» Prompt:
Transcribe the DIY Woman post below word for word, from "She went on" up to and including "as a writer.".

>> Start Excerpted text

‘Can I be completely honest with you?’
Conversations that start like this can go one of two ways: they can leave you feeling deflated or they can spur you on to greater things. My friend D doesn’t shy away from difficult conversations. She’s the one who tells it straight when you ask for her opinion. She’s also the one who gives you her undivided attention and support when you need it. And the best home-made scones.
‘I think it’s time DIY Woman spread her wings,’ she said.
She went on to list the events of my life over the past decade: divorce, recovery from serious injury, the realisation of a long-held dream to live six months in France, full-time study, and a new career as a writer.
You have reinvented yourself. That’s what you should be writing about.
Looking back over the DIY Woman posts of the past four years, I can see what she means. The website – established to help guide women through the early stages of separation and divorce to the happy-ever-after – has evolved into a much wider discussion about life at any age.

>> End Excerpted text
>> Start Data listing

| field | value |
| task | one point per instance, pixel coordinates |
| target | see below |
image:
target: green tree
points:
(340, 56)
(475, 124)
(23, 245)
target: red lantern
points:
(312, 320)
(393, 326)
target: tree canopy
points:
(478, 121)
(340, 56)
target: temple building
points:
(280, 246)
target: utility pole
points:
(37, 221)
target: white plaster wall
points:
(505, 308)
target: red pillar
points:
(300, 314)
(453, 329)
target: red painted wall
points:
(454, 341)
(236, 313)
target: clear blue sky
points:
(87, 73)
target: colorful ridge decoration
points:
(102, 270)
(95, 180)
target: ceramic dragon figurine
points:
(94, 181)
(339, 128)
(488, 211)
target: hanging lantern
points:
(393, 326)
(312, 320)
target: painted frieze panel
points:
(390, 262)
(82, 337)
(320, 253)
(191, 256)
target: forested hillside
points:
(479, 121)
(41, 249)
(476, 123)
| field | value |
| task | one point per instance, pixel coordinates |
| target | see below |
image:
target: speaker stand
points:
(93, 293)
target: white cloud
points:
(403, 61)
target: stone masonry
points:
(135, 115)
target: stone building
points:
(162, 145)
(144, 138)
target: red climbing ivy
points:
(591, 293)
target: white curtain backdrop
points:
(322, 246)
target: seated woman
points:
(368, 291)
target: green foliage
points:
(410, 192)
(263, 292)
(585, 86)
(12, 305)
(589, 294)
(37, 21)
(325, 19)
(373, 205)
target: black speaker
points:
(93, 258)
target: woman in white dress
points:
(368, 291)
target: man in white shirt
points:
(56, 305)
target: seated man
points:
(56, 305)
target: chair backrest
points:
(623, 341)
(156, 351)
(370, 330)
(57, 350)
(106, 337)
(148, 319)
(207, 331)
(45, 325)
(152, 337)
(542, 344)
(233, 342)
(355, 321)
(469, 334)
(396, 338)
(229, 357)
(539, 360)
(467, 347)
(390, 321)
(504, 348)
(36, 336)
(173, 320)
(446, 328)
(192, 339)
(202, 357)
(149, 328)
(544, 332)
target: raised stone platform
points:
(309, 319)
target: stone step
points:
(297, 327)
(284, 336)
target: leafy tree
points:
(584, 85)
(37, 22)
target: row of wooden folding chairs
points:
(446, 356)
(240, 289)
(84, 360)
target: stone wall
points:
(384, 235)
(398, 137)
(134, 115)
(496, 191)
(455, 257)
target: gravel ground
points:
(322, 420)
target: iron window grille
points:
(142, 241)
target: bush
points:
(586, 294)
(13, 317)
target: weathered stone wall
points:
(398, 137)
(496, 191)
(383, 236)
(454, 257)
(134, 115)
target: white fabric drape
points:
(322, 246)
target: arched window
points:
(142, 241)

>> End Data listing

» Full solution:
She went on to list the events of my life over the past decade: divorce, recovery from serious injury, the realisation of a long-held dream to live six months in France, full-time study, and a new career as a writer.